___ Text to read
Courtesy of SQL Server Pro. You can find the original article here.

My dad, Gabriel Ben-Gan, passed away recently. He loved numbers, logic and puzzles, and used to solve problems in his own unique way. This article is about a puzzle that incorporates the above ingredients. Dad, this one’s for you, and is in your memory.

I’d like to thank David Shipley, who originally sent me this beautiful puzzle. The problem is pretty simple, but the solution requires some creativity.

As part of the solution to the puzzle I use an auxiliary table called dbo.Nums, which contains a sequence of integers starting with 1 in a column called n. You can find this auxiliary table in the sample database TSQLV3. You can download the source code to create this sample database here.

**The Puzzle**

The puzzle is about coping with typographical errors (typos) when a keyword is entered for search purposes.

You get as inputs three strings:

- A keyword that the user entered for search (@keyword)
- A source word (@src)
- A synonym for the source word (@synonym)

Here’s an example for possible input values:

DECLARE @keyword AS NVARCHAR(1000) = N'wwAMxxAMyyAMzz', @src AS NVARCHAR(1000) = N'AM', @synonym AS NVARCHAR(1000) = N'AN';

Your task is to generate all possible permutations of the input @keyword where each occurrence of @src is either replaced with @synonym or not. For example, for the above inputs the desired output is:

wwAMxxAMyyAMzz wwANxxAMyyAMzz wwAMxxANyyAMzz wwANxxANyyAMzz wwAMxxAMyyANzz wwANxxAMyyANzz wwAMxxANyyANzz wwANxxANyyANzz

To work…

**Step 1: Generate permutations**

The solution to this puzzle can be broken into five main steps.

The first step is to return a sequence of integers in the range 0 through num_permutations – 1, where num_permutations represents the number of permutations of @keyword that need to be created. The num_permutations value can be computed as 2^num_ocurrences, where num_occurrences is the number of occurrences of @src in @keyword. With our sample input values, @src is AM and @keyword is wwAMxxAMyyAMzz, so num_ocurrences = 3, and therefore num_permutations = 8.

If you’re wondering, “What’s the logic behind computing the number of permutations?” think of the template for the permutations as having placeholders for all occurrences of @src in @keyword: ww?xx?yy?zz. Each placeholder is like a bit in an integer bitmap. When the bit is not set, you replace the placeholder with @src; when it’s set you replace it with @synonym. With three bits, the possible integers fall into the range 0 through 7 (2^3 – 1). The bitmaps of the integers in this range represent the permutations of the aforementioned template that you need to create.
______
___ Provided material
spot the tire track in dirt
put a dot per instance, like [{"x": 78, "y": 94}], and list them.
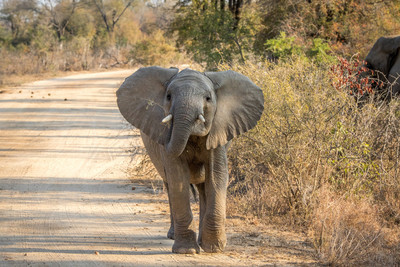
[{"x": 65, "y": 197}]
______
Problems to work on =>
[a] According to the article on the typo puzzle, what sample database holds the auxiliary table dbo.Nums?
[b] Repeat the passage of the article on the typo puzzle starting at "I’d like to" and ending at "requires some creativity.".
[c] Based on the article on the typo puzzle, explain why the number of permutations is 2 raised to the number of times @src occurs in @keyword.

Responses to the exercise =>
[a] TSQLV3

[b]
I’d like to thank David Shipley, who originally sent me this beautiful puzzle. The problem is pretty simple, but the solution requires some creativity.

[c] Each occurrence of @src acts as a placeholder, like one bit in an integer bitmap. An unset bit means the placeholder keeps @src, and a set bit means it becomes @synonym. With three placeholders, the integers 0 through 7 (2^3 – 1) cover every permutation.